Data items
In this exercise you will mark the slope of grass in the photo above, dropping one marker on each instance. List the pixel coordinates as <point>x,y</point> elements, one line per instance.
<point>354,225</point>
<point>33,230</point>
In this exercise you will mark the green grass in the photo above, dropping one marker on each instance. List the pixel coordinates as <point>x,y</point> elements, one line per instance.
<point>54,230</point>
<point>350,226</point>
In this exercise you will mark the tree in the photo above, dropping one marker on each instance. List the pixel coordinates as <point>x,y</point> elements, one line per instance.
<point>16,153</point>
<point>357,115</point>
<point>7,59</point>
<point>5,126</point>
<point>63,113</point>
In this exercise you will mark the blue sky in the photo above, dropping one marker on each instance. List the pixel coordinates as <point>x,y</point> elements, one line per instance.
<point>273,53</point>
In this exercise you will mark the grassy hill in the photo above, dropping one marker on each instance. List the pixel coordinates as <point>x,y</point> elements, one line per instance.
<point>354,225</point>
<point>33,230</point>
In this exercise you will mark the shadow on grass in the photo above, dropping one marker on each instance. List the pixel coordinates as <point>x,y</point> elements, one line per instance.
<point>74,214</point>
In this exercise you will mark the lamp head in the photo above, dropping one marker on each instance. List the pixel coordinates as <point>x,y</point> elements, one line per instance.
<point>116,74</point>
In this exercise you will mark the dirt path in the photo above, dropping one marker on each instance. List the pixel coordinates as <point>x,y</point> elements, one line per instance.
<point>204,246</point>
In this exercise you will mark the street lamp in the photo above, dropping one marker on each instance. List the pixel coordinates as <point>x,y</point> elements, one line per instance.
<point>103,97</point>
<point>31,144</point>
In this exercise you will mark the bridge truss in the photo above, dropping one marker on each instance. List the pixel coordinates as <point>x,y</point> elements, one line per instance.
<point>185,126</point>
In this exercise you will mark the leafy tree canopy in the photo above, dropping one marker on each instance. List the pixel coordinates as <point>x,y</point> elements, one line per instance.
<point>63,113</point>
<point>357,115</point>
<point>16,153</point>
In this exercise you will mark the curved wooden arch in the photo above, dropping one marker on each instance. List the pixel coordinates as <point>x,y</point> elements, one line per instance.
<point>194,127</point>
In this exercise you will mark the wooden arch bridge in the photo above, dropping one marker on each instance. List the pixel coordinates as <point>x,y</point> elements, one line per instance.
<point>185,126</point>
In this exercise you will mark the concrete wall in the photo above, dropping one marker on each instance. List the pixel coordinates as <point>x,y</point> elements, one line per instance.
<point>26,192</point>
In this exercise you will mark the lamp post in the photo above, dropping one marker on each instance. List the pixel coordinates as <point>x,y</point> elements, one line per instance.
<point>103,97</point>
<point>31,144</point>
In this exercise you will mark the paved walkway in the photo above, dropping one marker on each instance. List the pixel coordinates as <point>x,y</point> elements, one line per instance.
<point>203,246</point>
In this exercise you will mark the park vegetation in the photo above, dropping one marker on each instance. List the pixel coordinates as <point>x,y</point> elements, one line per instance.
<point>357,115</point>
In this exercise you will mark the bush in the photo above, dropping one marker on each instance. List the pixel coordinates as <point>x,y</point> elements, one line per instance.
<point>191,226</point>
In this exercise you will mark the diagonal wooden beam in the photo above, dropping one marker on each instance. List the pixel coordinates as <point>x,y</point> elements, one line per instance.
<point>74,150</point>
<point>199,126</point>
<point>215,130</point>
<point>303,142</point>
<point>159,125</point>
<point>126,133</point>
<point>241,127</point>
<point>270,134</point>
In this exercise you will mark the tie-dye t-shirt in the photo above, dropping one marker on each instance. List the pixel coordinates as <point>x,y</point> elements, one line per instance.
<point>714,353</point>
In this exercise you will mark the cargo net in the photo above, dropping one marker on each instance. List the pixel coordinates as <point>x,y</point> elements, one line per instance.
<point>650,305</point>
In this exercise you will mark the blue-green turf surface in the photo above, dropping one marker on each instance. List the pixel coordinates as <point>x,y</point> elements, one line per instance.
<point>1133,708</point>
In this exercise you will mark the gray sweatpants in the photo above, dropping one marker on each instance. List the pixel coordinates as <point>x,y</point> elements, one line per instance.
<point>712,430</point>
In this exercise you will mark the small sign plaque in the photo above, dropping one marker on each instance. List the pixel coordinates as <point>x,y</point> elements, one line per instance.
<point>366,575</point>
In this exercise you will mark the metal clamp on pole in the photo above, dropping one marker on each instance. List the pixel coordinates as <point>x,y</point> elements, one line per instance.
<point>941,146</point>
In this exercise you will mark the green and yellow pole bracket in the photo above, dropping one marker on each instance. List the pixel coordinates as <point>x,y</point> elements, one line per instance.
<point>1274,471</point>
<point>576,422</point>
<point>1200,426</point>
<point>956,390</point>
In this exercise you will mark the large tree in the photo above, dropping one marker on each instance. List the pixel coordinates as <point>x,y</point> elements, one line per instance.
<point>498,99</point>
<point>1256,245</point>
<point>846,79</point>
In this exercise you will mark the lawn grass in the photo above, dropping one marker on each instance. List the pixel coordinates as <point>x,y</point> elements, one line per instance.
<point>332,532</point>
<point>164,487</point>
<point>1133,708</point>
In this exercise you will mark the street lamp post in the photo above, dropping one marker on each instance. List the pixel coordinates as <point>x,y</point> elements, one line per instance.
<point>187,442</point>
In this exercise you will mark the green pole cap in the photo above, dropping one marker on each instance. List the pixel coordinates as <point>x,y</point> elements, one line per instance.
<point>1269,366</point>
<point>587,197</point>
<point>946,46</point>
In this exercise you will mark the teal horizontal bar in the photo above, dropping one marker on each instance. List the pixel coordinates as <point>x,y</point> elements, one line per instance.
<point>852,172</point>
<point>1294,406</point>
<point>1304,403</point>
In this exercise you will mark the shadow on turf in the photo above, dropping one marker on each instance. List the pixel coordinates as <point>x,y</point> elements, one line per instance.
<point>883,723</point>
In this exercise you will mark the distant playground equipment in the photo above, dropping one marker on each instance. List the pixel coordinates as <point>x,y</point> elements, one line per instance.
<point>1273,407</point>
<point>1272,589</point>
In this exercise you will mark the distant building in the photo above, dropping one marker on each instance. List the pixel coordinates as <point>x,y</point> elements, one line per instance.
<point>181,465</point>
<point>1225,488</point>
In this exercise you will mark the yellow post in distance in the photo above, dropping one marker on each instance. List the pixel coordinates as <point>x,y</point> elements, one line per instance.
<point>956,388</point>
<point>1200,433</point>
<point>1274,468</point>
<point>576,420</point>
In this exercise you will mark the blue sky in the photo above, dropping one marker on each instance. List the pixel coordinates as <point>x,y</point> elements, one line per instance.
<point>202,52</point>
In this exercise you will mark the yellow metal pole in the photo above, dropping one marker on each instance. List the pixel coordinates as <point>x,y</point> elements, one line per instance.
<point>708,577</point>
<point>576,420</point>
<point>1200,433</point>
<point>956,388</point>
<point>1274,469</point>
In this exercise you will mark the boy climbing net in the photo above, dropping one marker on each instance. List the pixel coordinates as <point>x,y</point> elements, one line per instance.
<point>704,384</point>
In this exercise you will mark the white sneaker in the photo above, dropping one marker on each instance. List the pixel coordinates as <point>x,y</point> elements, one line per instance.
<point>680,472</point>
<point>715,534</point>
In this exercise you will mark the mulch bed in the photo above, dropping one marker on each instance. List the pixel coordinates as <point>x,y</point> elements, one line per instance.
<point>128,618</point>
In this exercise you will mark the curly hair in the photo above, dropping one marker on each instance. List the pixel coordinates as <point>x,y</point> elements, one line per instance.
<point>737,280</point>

* **REQUIRED TASK**
Retype every line of the data items above, changing nothing.

* **SOLUTION**
In this exercise you will mark the slope of grass in the photo above, dropping one marker on each instance. List the pixel coordinates as <point>x,y</point> elements, one line per instance.
<point>354,225</point>
<point>33,230</point>
In this exercise you will mark the green grass in the photo above, dropping one marker on each instance. List the pixel coordinates as <point>x,y</point> elements, one line per instance.
<point>54,230</point>
<point>350,226</point>
In this exercise you will mark the tree in the photo above, dropping one marker on each instance. List the pixel coordinates as <point>x,y</point> elements, one line per instance.
<point>16,153</point>
<point>357,115</point>
<point>7,59</point>
<point>5,126</point>
<point>63,113</point>
In this exercise you will mark the blue sky in the photo above, dropping one marker on each instance. List the pixel coordinates as <point>x,y</point> elements, one line per instance.
<point>273,53</point>
In this exercise you will mark the grassy hill in the photo above, dropping one marker on each instance. List the pixel coordinates as <point>x,y</point> elements, one line per instance.
<point>354,225</point>
<point>33,230</point>
In this exercise you will mark the shadow on grass in the photo above, dropping one marker on each instance. List the pixel coordinates as <point>x,y</point> elements, one line per instance.
<point>74,214</point>
In this exercise you will mark the lamp head in the photo above, dropping one marker on each instance. List the pixel coordinates as <point>x,y</point> elements, one line per instance.
<point>116,74</point>
In this exercise you will mark the dirt path in the photo above, dropping one marker on each instance. List the pixel coordinates as <point>x,y</point> elements, one line per instance.
<point>204,246</point>
In this exercise you will mark the street lamp in the photo above, dropping one marker on each instance. List the pixel coordinates as <point>x,y</point> elements, one line per instance.
<point>103,97</point>
<point>31,144</point>
In this exercise you will mark the bridge truss in the photo above, dropping one marker on each instance. List the pixel coordinates as <point>x,y</point> elements, one line per instance.
<point>185,126</point>
In this exercise you will mark the leafy tree canopy in the photo above, dropping one marker on each instance. List the pixel coordinates as <point>x,y</point> elements, one line per instance.
<point>63,113</point>
<point>357,115</point>
<point>16,153</point>
In this exercise you will mark the curved wooden arch in the photo above, dropping one marker on each instance. List the pixel coordinates as <point>x,y</point> elements, one line per instance.
<point>194,127</point>
In this exercise you will mark the wooden arch bridge in the photo above, dropping one marker on each instance. List the pixel coordinates as <point>x,y</point> elements, one line per instance.
<point>185,126</point>
In this exercise you will mark the concrete wall in the photo above, dropping one marker on each instance. List the pixel coordinates as <point>x,y</point> elements, one line per instance.
<point>26,192</point>
In this exercise you will mark the lamp post in the photo above, dropping one marker on each instance. List the pixel coordinates as <point>x,y</point> elements, one line per instance.
<point>103,97</point>
<point>31,144</point>
In this exercise you will mark the paved walkway in the photo above, dropping one marker on each instance. List the pixel coordinates as <point>x,y</point> elements, one line per instance.
<point>203,246</point>
In this exercise you will mark the park vegetation in the photo above, dropping one marker on each instance. List the pixel coordinates as <point>x,y</point> elements, one line per instance.
<point>357,115</point>
In this exercise you will mark the bush in the photo above, dropping one marker on each instance. List the pixel coordinates as <point>x,y</point> elements, one line per instance.
<point>191,226</point>
In this exercise you will mark the diagonal wooden beam in the photo above, dropping one marker on each instance. List the pixel coordinates as <point>x,y</point> elements, one line per instance.
<point>74,150</point>
<point>199,126</point>
<point>215,130</point>
<point>303,142</point>
<point>159,125</point>
<point>126,133</point>
<point>241,127</point>
<point>270,134</point>
In this exercise you will mark the tie-dye t-shirt in the photo above, dropping one marker on each instance. List the pixel coordinates as <point>x,y</point> elements, one line per instance.
<point>714,353</point>
In this exercise you will mark the cargo net in the photo above, dropping one marker on each instance. List the pixel coordinates as <point>x,y</point> elements, one line per instance.
<point>650,305</point>
In this exercise you will mark the blue-green turf surface in the photo above, dropping one marker on each instance. List the pixel coordinates as <point>x,y</point> elements, one line per instance.
<point>1133,708</point>
In this exercise you will mark the gray sweatpants in the photo above, dropping one marker on each instance. List the pixel coordinates as <point>x,y</point> elements, one line per instance.
<point>712,430</point>
In this exercise you will mark the small sign plaque in the photo above, dropping one marker on each instance. List the pixel coordinates as <point>x,y</point> elements, one line per instance.
<point>366,575</point>
In this exercise you will mark the metal clamp on pole in the photo above, dropping one marker on each instance. List the pixel coordinates as <point>x,y</point> elements, one line per instance.
<point>941,146</point>
In this exercise you will mark the green and yellow pole bracket in the photo above, dropping one marker on each instance. List the pixel coordinates as <point>x,y</point> elements, one line per instance.
<point>1274,471</point>
<point>576,422</point>
<point>1200,426</point>
<point>956,390</point>
In this exercise you will mark the large tree in the photo above, dropping one marker on each instance. List the pixel coordinates as <point>x,y</point> elements, one line per instance.
<point>498,99</point>
<point>1256,245</point>
<point>846,79</point>
In this exercise you will mark the lawn grass in the photo above, dropping one marker on each instance. List the pixel coordinates as <point>x,y</point> elements, one line per instance.
<point>332,532</point>
<point>164,487</point>
<point>1133,708</point>
In this exercise you will mark the street lamp post in the photo above, dropping one marker on each instance. List the pixel coordinates as <point>x,y</point> elements, one line per instance.
<point>187,442</point>
In this exercise you will mark the green pole cap in the photo above, dropping one marker on each instance. List the pixel coordinates as <point>x,y</point> elements, one line per instance.
<point>1269,366</point>
<point>587,197</point>
<point>946,46</point>
In this exercise you will mark the teal horizontal bar in the photo above, dropping one marker on each instance. List the pixel coordinates as <point>x,y</point> elements, one line per instance.
<point>852,172</point>
<point>1294,406</point>
<point>1304,403</point>
In this exercise you will mark the shadow on turf in the photo above, dropping one marker on each instance. List the pixel coordinates as <point>x,y</point> elements, one line per instance.
<point>883,723</point>
In this exercise you will mark the distant playground equipment in the photo above, dropping one marker on each instance. List the pixel coordinates as <point>x,y</point> elements, one line per instance.
<point>1273,407</point>
<point>1272,589</point>
In this exercise you will mark the distant building in the photo above, dropping one marker on each instance. List the pixel coordinates as <point>x,y</point> elements, one line per instance.
<point>181,465</point>
<point>1225,488</point>
In this exercise you will mark the yellow post in distance in the photo above, dropping one marker on each instance. List the pixel coordinates as <point>x,y</point> elements, one line per instance.
<point>956,388</point>
<point>1200,433</point>
<point>1274,468</point>
<point>576,420</point>
In this exercise you will mark the blue sky in the photo above, dropping one marker on each instance. List the pixel coordinates as <point>x,y</point> elements, one line per instance.
<point>202,52</point>
In this exercise you will mark the yellow metal pole in the photo above, dropping one marker on each instance. List the pixel coordinates as <point>x,y</point> elements, one line per instance.
<point>708,577</point>
<point>576,420</point>
<point>1200,433</point>
<point>956,388</point>
<point>1274,469</point>
In this exercise you will mark the boy climbing net in the photo above, dropping one marker on each instance. List the pixel coordinates as <point>x,y</point> elements, one line per instance.
<point>704,384</point>
In this exercise you will mark the white sneaker in the photo above, dropping one marker on each instance. List the pixel coordinates as <point>x,y</point> elements, one line per instance.
<point>680,472</point>
<point>715,534</point>
In this exercise you will mark the mulch bed in the photo above, dropping one marker on each instance. List the pixel coordinates as <point>x,y</point> elements, one line per instance.
<point>128,618</point>
In this exercise you will mark the curly hair in the photo above, dropping one marker on each instance. List the pixel coordinates as <point>x,y</point> elements, one line per instance.
<point>737,280</point>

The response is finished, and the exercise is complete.